* [WHAT THE TASK ASKS] Copy word for word the lines of the listing below, from the line containing "Task: mark the fork handle" through the end of the listing, both included.

-- Begin GIVEN INFORMATION --

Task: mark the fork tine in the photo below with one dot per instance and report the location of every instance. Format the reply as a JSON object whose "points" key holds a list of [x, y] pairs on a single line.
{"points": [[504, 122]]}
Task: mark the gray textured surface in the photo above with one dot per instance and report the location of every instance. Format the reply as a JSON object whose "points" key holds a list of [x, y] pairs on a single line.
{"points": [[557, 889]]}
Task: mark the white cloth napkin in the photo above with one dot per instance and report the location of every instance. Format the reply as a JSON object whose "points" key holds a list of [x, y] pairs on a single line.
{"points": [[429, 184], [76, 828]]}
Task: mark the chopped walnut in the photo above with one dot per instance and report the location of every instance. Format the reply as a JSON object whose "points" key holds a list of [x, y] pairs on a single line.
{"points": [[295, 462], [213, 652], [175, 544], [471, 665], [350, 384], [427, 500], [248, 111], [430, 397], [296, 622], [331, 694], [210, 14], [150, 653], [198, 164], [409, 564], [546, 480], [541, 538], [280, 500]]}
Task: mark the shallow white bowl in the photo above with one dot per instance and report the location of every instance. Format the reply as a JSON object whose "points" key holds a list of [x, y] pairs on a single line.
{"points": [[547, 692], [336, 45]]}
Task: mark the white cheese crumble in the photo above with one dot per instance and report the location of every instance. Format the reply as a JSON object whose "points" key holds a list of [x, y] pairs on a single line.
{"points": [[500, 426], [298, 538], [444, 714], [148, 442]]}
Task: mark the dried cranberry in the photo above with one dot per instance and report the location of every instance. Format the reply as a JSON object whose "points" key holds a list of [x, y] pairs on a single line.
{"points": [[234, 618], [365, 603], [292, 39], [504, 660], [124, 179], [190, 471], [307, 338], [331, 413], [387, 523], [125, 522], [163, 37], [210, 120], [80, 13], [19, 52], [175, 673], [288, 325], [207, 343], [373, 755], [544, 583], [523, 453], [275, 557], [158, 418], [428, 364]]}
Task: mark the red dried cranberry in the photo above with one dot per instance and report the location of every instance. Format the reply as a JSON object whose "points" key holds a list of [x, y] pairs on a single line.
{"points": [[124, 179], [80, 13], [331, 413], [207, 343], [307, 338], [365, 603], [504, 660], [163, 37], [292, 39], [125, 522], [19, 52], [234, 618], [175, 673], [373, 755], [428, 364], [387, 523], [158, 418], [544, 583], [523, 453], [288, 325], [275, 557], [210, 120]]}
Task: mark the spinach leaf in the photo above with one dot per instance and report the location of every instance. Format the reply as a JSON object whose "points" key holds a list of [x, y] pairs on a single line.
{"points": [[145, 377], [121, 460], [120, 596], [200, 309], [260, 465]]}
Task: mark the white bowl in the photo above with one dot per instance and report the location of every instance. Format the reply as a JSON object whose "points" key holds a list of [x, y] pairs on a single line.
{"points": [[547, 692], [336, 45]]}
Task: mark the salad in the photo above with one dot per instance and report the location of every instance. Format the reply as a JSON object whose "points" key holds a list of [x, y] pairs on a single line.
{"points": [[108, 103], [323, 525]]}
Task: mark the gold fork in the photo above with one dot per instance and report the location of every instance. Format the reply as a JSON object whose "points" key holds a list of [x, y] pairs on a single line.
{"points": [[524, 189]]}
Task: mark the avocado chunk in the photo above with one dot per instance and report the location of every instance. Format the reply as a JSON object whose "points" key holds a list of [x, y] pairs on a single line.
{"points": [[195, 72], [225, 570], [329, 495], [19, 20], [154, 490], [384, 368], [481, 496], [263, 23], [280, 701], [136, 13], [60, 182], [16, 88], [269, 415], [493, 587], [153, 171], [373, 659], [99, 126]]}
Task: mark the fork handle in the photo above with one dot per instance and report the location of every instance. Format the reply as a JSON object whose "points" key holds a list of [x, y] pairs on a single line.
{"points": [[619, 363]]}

-- End GIVEN INFORMATION --

* [THE REPLY]
Task: mark the fork handle in the photo above with one dot per instance and report the location of every instance. Format the reply as a JSON object whose "points" key holds a list of [x, y] pairs on a single line.
{"points": [[619, 363]]}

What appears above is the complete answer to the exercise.